Start of RECORDS PROVIDED
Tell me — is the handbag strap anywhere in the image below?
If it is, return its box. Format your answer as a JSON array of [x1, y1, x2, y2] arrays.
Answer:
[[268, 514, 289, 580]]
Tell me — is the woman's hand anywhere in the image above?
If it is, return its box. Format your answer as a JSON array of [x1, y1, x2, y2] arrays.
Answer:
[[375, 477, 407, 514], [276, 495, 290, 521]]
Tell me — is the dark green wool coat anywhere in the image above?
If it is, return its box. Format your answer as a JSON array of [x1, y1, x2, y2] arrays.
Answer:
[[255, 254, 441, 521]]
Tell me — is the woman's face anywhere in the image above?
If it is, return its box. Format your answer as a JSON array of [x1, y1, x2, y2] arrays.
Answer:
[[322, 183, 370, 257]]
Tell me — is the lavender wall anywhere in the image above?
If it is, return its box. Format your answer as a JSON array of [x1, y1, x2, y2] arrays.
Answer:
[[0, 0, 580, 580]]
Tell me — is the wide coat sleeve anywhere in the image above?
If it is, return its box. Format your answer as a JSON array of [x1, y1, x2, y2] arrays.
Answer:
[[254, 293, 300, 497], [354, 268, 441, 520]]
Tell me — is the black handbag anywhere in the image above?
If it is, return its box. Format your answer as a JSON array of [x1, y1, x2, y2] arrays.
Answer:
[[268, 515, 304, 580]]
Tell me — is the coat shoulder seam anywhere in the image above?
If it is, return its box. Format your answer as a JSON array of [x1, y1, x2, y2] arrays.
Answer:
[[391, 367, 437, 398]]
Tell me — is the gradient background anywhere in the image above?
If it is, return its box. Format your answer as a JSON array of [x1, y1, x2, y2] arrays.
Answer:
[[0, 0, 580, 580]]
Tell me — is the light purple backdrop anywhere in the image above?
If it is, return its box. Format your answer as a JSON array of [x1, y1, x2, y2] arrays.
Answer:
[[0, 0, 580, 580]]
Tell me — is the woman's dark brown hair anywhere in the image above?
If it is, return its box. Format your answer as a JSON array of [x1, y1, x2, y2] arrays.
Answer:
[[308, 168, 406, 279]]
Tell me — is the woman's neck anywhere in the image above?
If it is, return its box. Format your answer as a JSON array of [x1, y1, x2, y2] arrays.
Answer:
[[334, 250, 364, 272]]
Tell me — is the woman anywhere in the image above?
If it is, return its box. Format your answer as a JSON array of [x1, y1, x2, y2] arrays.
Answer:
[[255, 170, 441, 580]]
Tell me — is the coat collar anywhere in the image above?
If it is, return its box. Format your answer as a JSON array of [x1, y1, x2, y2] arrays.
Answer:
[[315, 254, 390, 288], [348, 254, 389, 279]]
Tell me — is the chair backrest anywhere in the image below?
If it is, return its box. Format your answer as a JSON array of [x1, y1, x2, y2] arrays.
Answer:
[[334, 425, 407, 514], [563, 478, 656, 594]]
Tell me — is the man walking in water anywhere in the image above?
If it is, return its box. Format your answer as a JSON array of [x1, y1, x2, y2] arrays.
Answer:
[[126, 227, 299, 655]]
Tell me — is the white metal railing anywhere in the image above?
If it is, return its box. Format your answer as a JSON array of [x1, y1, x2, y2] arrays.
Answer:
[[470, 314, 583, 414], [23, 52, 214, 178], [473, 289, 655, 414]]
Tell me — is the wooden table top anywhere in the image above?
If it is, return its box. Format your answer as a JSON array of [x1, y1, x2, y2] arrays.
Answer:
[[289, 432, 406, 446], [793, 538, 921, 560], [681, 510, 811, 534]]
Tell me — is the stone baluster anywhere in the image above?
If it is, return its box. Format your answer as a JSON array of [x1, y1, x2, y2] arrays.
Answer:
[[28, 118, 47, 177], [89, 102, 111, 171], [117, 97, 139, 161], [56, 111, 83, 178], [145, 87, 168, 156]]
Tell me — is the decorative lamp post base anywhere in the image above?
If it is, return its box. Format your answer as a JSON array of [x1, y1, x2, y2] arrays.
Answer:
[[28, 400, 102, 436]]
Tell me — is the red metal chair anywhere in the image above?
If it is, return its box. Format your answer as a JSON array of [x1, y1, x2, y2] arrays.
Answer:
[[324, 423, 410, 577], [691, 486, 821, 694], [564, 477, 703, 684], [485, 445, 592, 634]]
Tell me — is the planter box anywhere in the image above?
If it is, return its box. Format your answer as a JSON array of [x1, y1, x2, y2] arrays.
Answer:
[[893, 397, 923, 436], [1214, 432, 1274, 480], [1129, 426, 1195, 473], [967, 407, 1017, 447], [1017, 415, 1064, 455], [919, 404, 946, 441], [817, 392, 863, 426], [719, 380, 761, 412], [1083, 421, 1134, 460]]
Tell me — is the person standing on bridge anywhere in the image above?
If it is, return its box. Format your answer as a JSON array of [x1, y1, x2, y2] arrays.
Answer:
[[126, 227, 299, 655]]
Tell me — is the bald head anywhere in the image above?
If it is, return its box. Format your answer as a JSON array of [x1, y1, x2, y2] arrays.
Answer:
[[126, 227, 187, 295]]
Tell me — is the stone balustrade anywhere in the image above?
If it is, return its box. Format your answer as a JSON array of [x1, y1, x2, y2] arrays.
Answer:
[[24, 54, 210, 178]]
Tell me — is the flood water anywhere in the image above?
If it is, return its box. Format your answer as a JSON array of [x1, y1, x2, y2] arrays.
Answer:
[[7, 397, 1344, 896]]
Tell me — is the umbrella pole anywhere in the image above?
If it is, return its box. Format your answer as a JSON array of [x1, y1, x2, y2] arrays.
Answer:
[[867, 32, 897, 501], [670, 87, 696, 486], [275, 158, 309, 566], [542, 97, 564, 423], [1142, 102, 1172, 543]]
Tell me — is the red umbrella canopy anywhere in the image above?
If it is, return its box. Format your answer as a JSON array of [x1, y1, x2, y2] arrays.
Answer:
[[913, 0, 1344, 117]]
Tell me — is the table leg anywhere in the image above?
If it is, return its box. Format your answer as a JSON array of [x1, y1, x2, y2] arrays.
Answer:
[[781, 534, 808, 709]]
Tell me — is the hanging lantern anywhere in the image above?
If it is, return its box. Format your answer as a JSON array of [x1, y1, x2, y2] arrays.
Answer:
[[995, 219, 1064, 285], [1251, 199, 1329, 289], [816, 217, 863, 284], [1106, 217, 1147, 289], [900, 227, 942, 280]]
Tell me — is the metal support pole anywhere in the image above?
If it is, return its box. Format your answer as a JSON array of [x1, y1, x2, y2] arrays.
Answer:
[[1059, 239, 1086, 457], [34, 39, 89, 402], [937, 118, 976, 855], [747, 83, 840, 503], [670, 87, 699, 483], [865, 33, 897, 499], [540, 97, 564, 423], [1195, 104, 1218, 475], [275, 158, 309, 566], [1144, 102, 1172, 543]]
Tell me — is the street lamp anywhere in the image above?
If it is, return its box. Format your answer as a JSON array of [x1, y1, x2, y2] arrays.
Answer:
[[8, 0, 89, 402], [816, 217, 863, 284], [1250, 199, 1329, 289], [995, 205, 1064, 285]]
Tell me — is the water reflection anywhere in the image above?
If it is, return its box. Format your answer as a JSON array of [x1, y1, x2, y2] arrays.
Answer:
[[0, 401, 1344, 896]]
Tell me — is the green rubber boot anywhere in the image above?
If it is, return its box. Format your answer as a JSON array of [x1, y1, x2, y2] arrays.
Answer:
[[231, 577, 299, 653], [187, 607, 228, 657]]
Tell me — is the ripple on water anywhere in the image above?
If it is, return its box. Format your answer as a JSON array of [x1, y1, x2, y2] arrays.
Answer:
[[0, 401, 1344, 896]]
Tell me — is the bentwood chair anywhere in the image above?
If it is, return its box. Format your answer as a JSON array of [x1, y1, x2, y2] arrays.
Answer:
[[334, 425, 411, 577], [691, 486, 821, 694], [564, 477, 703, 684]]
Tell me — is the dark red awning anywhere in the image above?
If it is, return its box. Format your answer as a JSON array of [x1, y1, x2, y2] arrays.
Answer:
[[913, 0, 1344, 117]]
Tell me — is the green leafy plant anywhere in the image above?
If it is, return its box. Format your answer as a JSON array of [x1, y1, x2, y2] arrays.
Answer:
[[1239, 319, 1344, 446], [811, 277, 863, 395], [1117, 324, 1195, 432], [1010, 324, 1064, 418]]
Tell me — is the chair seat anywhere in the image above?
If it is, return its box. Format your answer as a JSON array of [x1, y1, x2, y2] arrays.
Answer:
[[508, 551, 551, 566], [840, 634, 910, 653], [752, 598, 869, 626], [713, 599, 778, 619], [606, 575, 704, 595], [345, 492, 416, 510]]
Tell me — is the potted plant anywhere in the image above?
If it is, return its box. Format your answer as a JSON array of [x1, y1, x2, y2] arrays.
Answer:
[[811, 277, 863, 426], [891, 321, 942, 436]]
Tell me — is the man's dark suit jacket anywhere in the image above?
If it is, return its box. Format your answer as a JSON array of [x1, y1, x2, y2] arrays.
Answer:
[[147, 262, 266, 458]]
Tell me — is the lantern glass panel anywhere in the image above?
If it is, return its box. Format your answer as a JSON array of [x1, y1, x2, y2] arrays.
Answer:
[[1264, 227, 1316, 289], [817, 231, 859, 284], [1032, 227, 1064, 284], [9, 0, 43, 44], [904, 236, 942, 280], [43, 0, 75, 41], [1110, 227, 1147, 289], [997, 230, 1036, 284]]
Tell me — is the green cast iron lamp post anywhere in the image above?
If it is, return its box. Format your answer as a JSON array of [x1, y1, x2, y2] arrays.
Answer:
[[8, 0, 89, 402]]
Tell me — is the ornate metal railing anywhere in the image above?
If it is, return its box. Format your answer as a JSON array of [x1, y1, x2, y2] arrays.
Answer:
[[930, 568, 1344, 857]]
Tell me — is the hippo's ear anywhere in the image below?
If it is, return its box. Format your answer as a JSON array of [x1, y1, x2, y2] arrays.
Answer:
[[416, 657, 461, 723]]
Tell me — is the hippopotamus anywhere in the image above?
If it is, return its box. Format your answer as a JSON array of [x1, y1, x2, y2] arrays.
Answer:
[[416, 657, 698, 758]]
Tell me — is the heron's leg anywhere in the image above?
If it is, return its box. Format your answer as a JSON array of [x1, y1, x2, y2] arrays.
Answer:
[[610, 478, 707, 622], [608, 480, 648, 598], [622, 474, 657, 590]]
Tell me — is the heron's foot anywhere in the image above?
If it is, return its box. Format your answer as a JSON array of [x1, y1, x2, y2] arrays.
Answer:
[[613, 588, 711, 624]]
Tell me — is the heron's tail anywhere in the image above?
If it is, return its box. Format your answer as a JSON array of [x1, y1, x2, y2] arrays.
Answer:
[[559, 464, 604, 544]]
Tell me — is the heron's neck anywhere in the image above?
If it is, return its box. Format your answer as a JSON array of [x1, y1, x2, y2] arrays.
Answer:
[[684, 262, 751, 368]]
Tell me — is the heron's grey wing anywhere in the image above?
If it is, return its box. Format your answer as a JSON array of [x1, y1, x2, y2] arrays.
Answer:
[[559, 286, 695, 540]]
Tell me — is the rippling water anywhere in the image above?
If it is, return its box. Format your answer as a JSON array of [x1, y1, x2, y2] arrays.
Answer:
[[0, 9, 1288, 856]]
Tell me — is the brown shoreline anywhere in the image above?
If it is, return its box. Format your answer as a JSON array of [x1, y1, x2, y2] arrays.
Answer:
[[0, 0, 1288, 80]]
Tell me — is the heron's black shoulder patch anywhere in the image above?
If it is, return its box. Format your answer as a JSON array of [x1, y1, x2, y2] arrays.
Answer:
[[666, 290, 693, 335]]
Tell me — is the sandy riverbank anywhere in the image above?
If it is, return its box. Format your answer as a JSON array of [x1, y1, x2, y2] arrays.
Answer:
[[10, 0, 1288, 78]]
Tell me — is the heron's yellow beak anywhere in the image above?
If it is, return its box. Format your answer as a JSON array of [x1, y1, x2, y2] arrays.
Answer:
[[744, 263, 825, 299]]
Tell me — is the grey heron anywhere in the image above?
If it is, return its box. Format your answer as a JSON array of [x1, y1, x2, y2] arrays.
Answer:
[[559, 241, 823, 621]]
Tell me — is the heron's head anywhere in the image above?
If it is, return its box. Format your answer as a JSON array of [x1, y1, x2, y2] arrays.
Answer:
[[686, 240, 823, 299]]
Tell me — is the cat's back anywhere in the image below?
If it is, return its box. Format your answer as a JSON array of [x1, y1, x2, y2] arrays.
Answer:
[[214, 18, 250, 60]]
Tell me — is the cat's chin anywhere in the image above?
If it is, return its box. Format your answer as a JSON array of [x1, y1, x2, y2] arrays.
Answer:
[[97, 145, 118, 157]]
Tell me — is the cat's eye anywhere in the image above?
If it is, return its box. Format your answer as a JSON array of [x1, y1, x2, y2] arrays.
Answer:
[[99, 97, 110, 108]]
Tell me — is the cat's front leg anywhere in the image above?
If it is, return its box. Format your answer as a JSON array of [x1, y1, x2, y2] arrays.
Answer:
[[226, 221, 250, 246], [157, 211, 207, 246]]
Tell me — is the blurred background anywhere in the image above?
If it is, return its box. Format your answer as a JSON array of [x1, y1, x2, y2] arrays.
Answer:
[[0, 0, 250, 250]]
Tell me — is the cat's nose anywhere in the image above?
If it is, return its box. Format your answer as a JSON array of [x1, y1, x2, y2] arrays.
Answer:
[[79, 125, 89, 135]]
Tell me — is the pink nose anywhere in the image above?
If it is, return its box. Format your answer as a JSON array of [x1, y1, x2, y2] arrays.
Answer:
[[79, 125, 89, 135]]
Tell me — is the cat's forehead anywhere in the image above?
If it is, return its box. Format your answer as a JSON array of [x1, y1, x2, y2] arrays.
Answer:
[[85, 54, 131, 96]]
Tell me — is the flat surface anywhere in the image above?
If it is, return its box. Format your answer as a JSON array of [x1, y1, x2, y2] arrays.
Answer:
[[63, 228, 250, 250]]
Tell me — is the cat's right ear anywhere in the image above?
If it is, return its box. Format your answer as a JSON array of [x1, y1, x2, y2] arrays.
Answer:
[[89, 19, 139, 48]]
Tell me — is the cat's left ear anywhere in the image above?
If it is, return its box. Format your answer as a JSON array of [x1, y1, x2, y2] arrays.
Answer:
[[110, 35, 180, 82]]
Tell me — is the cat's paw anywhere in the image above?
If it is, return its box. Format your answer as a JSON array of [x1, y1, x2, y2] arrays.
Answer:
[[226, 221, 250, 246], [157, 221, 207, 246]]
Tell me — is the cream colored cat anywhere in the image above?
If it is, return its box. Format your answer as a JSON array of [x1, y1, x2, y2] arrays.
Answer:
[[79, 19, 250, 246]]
End of RECORDS PROVIDED
*SET EXERCISE*. Copy everything in the lines above from the line containing "Tell me — is the lantern" down to the line containing "[[8, 0, 89, 402]]", including both of those lines, with no changes.

*PROBLEM SOLUTION*.
Tell me — is the lantern glass panel anywhere in the image above?
If it is, return its box. Format your answer as a JSON array of [x1, y1, x2, y2] arrays.
Answer:
[[1264, 227, 1316, 289], [817, 231, 859, 284], [1032, 227, 1064, 284], [9, 0, 43, 44], [904, 236, 942, 280], [43, 0, 75, 41], [1110, 227, 1147, 289], [997, 230, 1036, 284]]
Tell me — is the green cast iron lamp post anywhere in the image above?
If it is, return its box. Format your answer as a JSON array of [x1, y1, x2, y2] arrays.
Answer:
[[8, 0, 89, 402]]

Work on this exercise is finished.